* _What you are asked to do_: Make an exact copy of the entries below and leave any picture out of it.

* _Given information_:

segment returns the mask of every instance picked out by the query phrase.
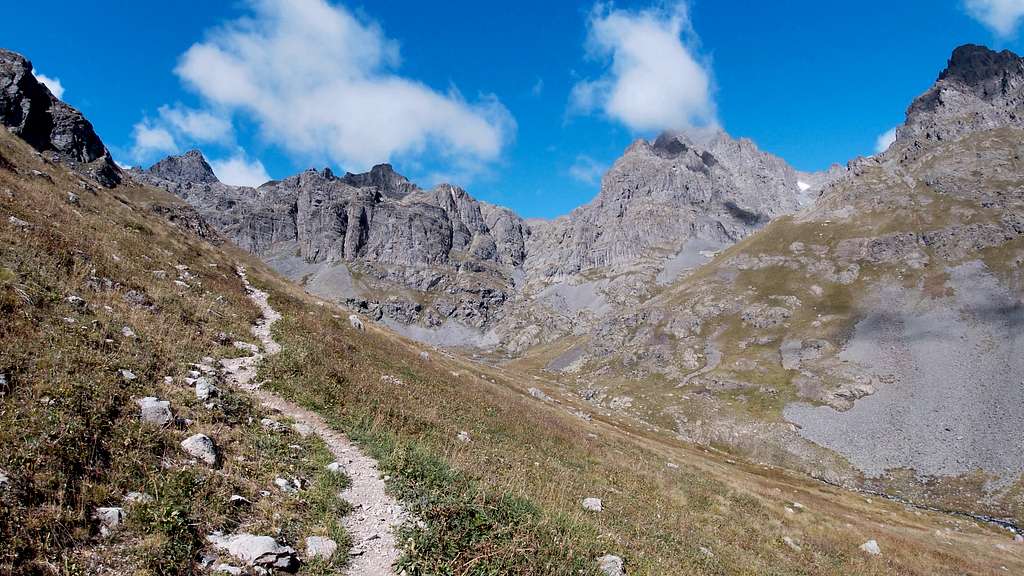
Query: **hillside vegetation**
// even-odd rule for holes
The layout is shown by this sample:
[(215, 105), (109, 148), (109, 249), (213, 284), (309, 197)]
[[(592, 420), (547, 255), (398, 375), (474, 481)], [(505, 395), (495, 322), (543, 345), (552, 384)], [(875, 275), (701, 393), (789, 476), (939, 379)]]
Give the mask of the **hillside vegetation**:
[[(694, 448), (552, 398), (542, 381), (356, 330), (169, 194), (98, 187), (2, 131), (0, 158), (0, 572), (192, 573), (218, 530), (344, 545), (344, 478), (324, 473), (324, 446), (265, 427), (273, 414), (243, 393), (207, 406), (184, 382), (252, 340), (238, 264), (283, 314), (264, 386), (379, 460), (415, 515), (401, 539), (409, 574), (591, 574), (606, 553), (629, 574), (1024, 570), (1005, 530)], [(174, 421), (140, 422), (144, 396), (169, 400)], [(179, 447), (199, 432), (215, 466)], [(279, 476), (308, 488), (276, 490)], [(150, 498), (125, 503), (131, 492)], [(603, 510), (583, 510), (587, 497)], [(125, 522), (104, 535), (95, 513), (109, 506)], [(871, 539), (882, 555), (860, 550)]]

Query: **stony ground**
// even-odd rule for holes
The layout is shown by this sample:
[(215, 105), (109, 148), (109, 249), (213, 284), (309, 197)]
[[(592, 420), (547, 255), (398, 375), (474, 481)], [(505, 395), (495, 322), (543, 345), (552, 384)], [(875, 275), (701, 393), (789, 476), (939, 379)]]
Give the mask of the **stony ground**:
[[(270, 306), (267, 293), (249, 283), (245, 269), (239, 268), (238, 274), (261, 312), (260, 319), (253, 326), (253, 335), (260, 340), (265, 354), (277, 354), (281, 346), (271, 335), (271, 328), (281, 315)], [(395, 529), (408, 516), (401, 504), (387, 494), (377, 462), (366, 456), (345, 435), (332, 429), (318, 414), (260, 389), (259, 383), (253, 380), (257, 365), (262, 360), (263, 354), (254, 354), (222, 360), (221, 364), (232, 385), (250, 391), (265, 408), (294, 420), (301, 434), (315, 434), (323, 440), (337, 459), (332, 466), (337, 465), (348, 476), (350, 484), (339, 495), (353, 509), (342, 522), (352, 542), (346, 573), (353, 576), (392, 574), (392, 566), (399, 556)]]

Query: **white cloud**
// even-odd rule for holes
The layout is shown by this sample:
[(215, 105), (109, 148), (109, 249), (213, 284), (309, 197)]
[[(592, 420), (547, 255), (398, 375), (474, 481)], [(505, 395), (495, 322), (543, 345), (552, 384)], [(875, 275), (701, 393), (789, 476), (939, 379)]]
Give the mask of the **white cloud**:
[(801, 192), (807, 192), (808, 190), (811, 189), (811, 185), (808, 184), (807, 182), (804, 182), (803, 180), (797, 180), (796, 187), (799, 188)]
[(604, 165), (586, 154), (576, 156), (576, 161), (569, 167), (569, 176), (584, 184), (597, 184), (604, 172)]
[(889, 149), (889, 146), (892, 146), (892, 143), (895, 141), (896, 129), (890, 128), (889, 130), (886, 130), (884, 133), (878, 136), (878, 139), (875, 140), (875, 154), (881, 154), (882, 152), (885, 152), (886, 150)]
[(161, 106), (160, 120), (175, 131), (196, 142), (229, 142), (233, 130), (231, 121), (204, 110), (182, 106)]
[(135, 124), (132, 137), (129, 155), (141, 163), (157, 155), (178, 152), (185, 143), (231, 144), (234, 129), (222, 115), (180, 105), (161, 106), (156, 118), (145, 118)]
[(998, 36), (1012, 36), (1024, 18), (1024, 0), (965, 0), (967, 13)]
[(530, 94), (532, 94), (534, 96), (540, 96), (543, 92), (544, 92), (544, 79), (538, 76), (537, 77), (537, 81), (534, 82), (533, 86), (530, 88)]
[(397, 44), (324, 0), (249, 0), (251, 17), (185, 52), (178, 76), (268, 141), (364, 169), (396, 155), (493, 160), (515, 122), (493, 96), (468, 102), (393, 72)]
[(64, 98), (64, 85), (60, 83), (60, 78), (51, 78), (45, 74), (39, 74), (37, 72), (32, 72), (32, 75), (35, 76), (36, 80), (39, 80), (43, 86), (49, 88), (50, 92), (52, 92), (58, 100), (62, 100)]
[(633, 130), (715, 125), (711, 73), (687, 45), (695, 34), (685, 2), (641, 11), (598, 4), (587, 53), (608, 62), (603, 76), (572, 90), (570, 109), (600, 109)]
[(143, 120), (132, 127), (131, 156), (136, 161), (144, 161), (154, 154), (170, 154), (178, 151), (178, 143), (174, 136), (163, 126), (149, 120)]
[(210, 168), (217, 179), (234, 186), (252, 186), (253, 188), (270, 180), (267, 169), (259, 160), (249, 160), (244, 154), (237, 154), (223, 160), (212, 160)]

* _Written response_:
segment returns the mask of every instance picked out by the query phrase.
Query: **hillside vegetation**
// even-odd rule for holes
The layout is shown by this sample:
[(215, 105), (109, 148), (109, 249), (213, 284), (309, 197)]
[[(592, 420), (547, 255), (398, 375), (474, 481)], [(505, 395), (495, 322), (543, 345), (552, 384)], [(875, 275), (701, 393), (789, 476), (939, 379)]]
Give the mask of the **hillside vegetation**:
[[(694, 448), (552, 398), (542, 381), (356, 330), (169, 194), (98, 187), (2, 131), (0, 158), (0, 572), (192, 573), (218, 530), (344, 545), (344, 478), (324, 473), (324, 446), (265, 427), (273, 414), (243, 393), (207, 406), (184, 382), (252, 340), (238, 264), (283, 314), (264, 386), (379, 460), (415, 515), (401, 539), (409, 574), (591, 574), (606, 553), (629, 574), (1024, 570), (1005, 530)], [(174, 421), (140, 422), (144, 396), (169, 400)], [(179, 447), (199, 432), (215, 466)], [(279, 476), (308, 488), (276, 490)], [(150, 498), (125, 503), (131, 492)], [(603, 510), (583, 510), (587, 497)], [(125, 522), (104, 535), (95, 513), (109, 506)], [(871, 539), (882, 555), (860, 550)]]

Query: **stony ground**
// even-odd rule for holes
The layout is shown by this sample:
[(215, 105), (109, 148), (109, 249), (213, 284), (309, 197)]
[[(592, 420), (547, 255), (398, 375), (474, 481)], [(505, 395), (495, 322), (543, 345), (552, 384)], [(875, 275), (701, 393), (789, 476), (939, 379)]]
Give the mask of the **stony ground**:
[[(270, 306), (267, 293), (249, 283), (245, 269), (239, 268), (238, 274), (261, 312), (260, 319), (253, 326), (253, 335), (260, 340), (265, 354), (277, 354), (281, 346), (271, 335), (271, 328), (281, 315)], [(395, 529), (408, 516), (401, 504), (387, 494), (377, 462), (366, 456), (345, 435), (332, 429), (318, 414), (260, 389), (259, 383), (253, 380), (257, 365), (262, 360), (263, 354), (254, 354), (222, 360), (221, 364), (232, 385), (250, 391), (265, 408), (294, 420), (301, 434), (315, 434), (323, 440), (337, 459), (332, 466), (337, 465), (348, 476), (350, 484), (339, 495), (353, 509), (342, 522), (352, 542), (346, 573), (353, 576), (392, 574), (392, 566), (399, 556)]]

Query: **white cloud**
// even-odd rule for holes
The layout is shown by this sample:
[(215, 105), (109, 148), (109, 249), (213, 284), (309, 197)]
[[(592, 420), (547, 255), (398, 375), (474, 481)], [(505, 395), (495, 322), (543, 345), (552, 384)], [(875, 275), (701, 393), (789, 476), (939, 379)]]
Give the mask of the **white cloud**:
[(801, 192), (807, 192), (808, 190), (811, 189), (811, 185), (808, 184), (807, 182), (804, 182), (803, 180), (797, 180), (796, 187), (799, 188)]
[(604, 165), (586, 154), (576, 156), (576, 161), (569, 167), (569, 176), (584, 184), (597, 184), (604, 172)]
[(889, 149), (889, 146), (892, 146), (892, 143), (895, 141), (896, 129), (890, 128), (889, 130), (886, 130), (884, 133), (878, 136), (878, 139), (875, 140), (875, 154), (881, 154), (882, 152), (885, 152), (886, 150)]
[(161, 106), (160, 120), (175, 131), (196, 142), (229, 142), (233, 130), (231, 121), (204, 110), (182, 106)]
[(135, 124), (132, 137), (129, 155), (141, 163), (157, 155), (178, 152), (185, 143), (231, 144), (234, 129), (222, 115), (180, 105), (161, 106), (156, 118), (145, 118)]
[(998, 36), (1012, 36), (1024, 18), (1024, 0), (965, 0), (967, 13)]
[(530, 94), (532, 94), (534, 96), (540, 96), (543, 92), (544, 92), (544, 79), (538, 76), (537, 77), (537, 81), (534, 82), (533, 86), (530, 88)]
[(397, 44), (324, 0), (249, 0), (251, 17), (185, 52), (178, 76), (268, 141), (364, 169), (396, 155), (493, 160), (515, 122), (493, 96), (468, 102), (393, 72)]
[(64, 98), (64, 85), (60, 83), (60, 78), (51, 78), (45, 74), (39, 74), (37, 72), (32, 72), (32, 75), (35, 76), (36, 80), (39, 80), (43, 86), (49, 88), (50, 92), (52, 92), (58, 100), (62, 100)]
[(633, 130), (715, 125), (711, 73), (687, 45), (695, 34), (685, 2), (641, 11), (598, 4), (587, 53), (608, 62), (603, 76), (572, 90), (570, 109), (600, 109)]
[(143, 120), (132, 127), (131, 156), (136, 161), (144, 161), (154, 154), (170, 154), (178, 151), (178, 143), (174, 136), (163, 126), (149, 120)]
[(210, 168), (217, 179), (234, 186), (252, 186), (253, 188), (270, 180), (267, 169), (259, 160), (249, 160), (244, 154), (237, 154), (223, 160), (212, 160)]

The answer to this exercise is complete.